[Page]

· · · · ·

All of the Perl libs I use are able to work with file handles, some with IO::Handle, others with IO::String or IO::Scalar, some others only with low level file handles. So what I've done is create a subclass of IO::Handle and IO::Seekable which acts like a wrapper for the corresponding methods around DBD::Pg. In the CTOR I create a connection to the database, open some provided LOID for reading and store the handle provided by Postgres in the instance. My own handle object is then forwarded to whoever is able to work with such a file handle and can directly read and seek within the blob provided by Postgres.

The problem is libs which use low level file handles or low level file handle operations on IO::Handle. Digest::MD5 seems to be one, Archive::Zip another one. Digest::MD5 croaks and tells me that no handle has been provided, Archive::Zip on the other hand tries to create a new, own handle from mine, calls IO::Handle::fdopen and fails in my case.

· · · · ·

[Problem A] In the post about wrapping Postgres blobs in a Perl file handle, why does Archive::Zip fail with the custom handle?
[Problem B] Carry on the post about wrapping Postgres blobs in a Perl file handle from the point where it stops.

[Stored rows]
· · · · ·

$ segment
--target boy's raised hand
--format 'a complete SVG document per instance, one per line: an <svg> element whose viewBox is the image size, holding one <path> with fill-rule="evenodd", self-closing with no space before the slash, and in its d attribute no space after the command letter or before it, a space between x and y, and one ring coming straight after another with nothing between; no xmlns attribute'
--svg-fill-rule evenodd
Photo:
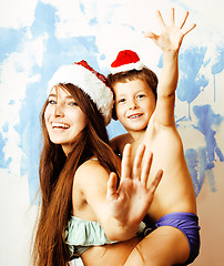
<svg viewBox="0 0 224 266"><path fill-rule="evenodd" d="M161 12L156 11L157 21L161 28L161 34L156 35L153 32L146 32L144 37L151 38L156 45L159 45L163 52L165 51L179 51L182 40L185 34L193 30L196 24L185 27L189 11L186 11L179 24L175 23L174 9L170 11L170 22L165 24Z"/></svg>
<svg viewBox="0 0 224 266"><path fill-rule="evenodd" d="M116 187L116 175L110 174L106 200L112 216L124 227L138 229L145 216L163 172L160 170L149 185L152 153L142 144L138 149L133 167L131 165L131 144L126 144L122 157L121 180Z"/></svg>

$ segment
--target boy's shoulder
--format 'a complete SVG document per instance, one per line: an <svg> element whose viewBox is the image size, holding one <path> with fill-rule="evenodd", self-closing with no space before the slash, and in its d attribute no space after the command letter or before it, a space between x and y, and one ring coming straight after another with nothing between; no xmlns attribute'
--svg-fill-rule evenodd
<svg viewBox="0 0 224 266"><path fill-rule="evenodd" d="M131 141L130 134L125 133L125 134L113 137L110 141L110 144L111 144L111 147L113 149L114 153L122 154L125 144L130 141Z"/></svg>

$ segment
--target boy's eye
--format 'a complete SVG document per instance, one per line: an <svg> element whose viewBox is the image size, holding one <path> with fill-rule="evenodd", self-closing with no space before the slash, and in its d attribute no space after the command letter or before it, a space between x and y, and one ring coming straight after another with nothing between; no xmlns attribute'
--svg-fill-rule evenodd
<svg viewBox="0 0 224 266"><path fill-rule="evenodd" d="M138 99L142 99L142 98L144 98L145 96L145 94L139 94L136 98Z"/></svg>

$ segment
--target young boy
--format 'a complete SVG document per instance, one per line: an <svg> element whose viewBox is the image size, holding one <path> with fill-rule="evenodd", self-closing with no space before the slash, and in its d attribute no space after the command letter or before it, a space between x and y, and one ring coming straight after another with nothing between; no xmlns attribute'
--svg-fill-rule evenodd
<svg viewBox="0 0 224 266"><path fill-rule="evenodd" d="M139 244L140 256L144 253L145 258L146 253L149 265L156 266L190 264L200 249L196 198L174 119L179 50L183 37L195 27L183 29L187 16L189 12L176 27L172 9L170 25L166 25L157 11L162 33L145 34L163 51L159 86L156 75L130 50L118 54L108 76L115 95L114 119L128 131L111 141L113 150L122 154L124 145L131 143L134 154L140 143L144 143L153 153L151 176L163 170L163 178L147 211L151 233Z"/></svg>

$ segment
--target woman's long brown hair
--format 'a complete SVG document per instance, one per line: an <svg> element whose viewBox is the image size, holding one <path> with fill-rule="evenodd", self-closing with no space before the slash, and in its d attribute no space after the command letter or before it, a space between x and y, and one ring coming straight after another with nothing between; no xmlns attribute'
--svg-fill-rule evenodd
<svg viewBox="0 0 224 266"><path fill-rule="evenodd" d="M102 114L90 98L73 84L60 84L86 114L88 125L72 142L65 156L61 145L53 144L45 127L45 102L41 112L43 149L40 156L41 209L33 243L33 265L69 265L69 253L63 233L72 212L72 184L77 168L93 155L108 172L119 173L118 160L109 145Z"/></svg>

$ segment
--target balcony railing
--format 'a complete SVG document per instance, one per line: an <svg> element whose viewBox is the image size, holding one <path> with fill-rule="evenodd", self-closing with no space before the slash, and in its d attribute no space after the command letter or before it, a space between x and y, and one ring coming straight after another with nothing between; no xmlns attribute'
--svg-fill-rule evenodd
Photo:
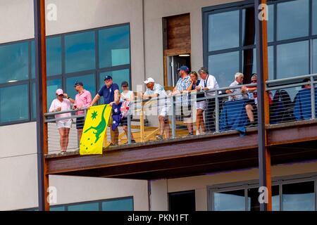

· · · · ·

[Written answer A] Archive::Zip tries to build a new handle of its own from the custom one. To do that it calls IO::Handle::fdopen, and that call fails.

[Written answer B]
sub fdopen { @_ == 3 or croak 'usage: $io->fdopen(FD, MODE)'; my ($io, $fd, $mode) = @_; local(*GLOB); if (ref($fd) && "".$fd =~ /GLOB\(/o) { # It's a glob reference; Alias it as we cannot get name of anon GL +OBs my $n = qualify(*GLOB); *GLOB = *{*$fd}; $fd = $n; } elsif ($fd =~ m#^\d+$#) { # It's an FD number; prefix with "=". $fd = "=$fd"; } open($io, _open_mode_string($mode) . '&' . $fd) ? $io : undef; }

I guess the problem is the low level copy of the handle, which takes my instance of the game.

So, is it even possible in my case to provide some IO::Handle which successfully can be used wherever a low level file handle is expected?

I mean, I don't have a real file handle, I have an object only where method calls are wrapped to their corresponding Postgres methods, for which a database handle is needed and such. All of that data needs to be stored somewhere, the wrapping needs to be done etc.

I tried to do what others are doing, like IO::String, which additionally uses tie for example. But in the end that use case is different, because Perl is able to create a real low level file handle to some internal memory on its own. Something which is not supported at all in my case. I need to keep my instance around, because only that knows of the handle to the database etc.

Using my handle like an IO::Handle by calling method read and such works like expected, but I would like to take it a bit further and be more compatible to whoever doesn't expects to work on IO::Handle objects. Much like IO::String or File::Temp can be used as low level file handles.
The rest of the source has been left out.